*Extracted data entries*
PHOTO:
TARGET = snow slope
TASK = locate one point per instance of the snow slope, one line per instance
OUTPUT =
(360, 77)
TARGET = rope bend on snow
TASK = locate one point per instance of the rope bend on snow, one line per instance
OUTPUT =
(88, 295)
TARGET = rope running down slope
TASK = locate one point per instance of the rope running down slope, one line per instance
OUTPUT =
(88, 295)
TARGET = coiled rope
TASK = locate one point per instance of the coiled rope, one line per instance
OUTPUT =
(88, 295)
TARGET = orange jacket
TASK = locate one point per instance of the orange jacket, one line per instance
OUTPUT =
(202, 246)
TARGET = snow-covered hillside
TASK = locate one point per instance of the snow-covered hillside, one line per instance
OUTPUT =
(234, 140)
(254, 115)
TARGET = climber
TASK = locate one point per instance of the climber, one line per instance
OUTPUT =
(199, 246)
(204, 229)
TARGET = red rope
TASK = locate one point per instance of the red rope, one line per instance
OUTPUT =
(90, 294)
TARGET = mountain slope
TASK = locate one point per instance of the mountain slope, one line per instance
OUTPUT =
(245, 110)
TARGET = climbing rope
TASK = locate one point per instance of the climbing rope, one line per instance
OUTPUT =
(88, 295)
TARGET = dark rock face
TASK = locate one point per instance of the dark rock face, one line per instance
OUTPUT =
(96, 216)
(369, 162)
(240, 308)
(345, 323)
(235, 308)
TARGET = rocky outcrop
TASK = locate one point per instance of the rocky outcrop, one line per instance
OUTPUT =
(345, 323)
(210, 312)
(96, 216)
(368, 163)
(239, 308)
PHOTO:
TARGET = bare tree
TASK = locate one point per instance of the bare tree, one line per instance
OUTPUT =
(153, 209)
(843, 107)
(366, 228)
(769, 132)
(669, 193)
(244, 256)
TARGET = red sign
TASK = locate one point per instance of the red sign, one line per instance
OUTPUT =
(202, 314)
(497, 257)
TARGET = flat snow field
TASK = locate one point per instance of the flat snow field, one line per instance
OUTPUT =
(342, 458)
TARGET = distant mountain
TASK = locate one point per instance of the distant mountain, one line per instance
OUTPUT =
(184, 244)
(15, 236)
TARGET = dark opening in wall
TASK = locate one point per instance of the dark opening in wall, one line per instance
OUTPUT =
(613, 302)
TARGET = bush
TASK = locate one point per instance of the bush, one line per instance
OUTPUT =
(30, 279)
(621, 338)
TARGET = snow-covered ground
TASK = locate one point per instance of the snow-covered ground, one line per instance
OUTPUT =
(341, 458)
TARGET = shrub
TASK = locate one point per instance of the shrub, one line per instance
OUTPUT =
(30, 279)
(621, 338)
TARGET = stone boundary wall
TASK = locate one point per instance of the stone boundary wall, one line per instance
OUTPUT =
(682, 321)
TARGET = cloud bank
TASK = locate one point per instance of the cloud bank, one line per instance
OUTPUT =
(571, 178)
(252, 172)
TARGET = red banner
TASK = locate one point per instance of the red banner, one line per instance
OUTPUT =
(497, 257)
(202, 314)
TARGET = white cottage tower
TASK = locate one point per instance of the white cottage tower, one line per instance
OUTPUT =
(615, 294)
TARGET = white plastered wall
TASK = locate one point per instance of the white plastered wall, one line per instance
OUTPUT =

* * *

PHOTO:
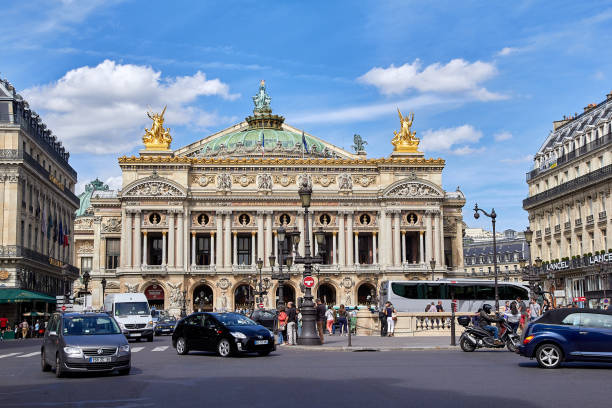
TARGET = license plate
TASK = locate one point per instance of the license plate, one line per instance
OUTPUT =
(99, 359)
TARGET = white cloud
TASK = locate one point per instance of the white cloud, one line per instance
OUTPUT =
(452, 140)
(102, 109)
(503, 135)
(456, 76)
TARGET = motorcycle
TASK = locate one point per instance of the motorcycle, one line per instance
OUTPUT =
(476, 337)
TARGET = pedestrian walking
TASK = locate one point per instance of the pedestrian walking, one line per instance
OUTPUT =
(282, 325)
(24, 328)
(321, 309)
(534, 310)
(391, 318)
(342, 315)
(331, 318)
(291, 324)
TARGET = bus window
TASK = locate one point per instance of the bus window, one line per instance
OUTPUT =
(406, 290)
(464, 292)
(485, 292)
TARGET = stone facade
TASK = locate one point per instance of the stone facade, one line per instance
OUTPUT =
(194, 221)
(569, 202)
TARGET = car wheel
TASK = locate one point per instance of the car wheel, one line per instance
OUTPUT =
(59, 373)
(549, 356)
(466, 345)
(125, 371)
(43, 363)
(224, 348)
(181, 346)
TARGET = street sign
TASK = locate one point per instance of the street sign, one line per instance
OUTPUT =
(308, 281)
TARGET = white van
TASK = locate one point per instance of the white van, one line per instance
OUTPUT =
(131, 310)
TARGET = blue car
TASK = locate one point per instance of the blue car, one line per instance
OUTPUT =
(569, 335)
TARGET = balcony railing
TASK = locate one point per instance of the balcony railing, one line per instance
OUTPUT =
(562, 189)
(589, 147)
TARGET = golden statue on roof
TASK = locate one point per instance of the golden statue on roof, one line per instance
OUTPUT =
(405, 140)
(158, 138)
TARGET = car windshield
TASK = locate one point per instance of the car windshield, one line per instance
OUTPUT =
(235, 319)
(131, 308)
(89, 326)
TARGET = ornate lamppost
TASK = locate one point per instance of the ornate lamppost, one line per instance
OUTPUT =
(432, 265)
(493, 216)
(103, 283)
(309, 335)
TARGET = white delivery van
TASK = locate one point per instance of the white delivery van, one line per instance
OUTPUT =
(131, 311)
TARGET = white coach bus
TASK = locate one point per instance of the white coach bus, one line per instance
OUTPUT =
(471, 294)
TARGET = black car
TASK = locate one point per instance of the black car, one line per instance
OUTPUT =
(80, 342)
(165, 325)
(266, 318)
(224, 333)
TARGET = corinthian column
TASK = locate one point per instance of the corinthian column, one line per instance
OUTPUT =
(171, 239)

*ABOUT THIS TASK*
Copy all lines from the data above that contain the word "bend".

*RESPONSE TO THE EXERCISE*
TARGET = rope bend on snow
TASK = locate one point per instance of the rope bend on snow, one line per instance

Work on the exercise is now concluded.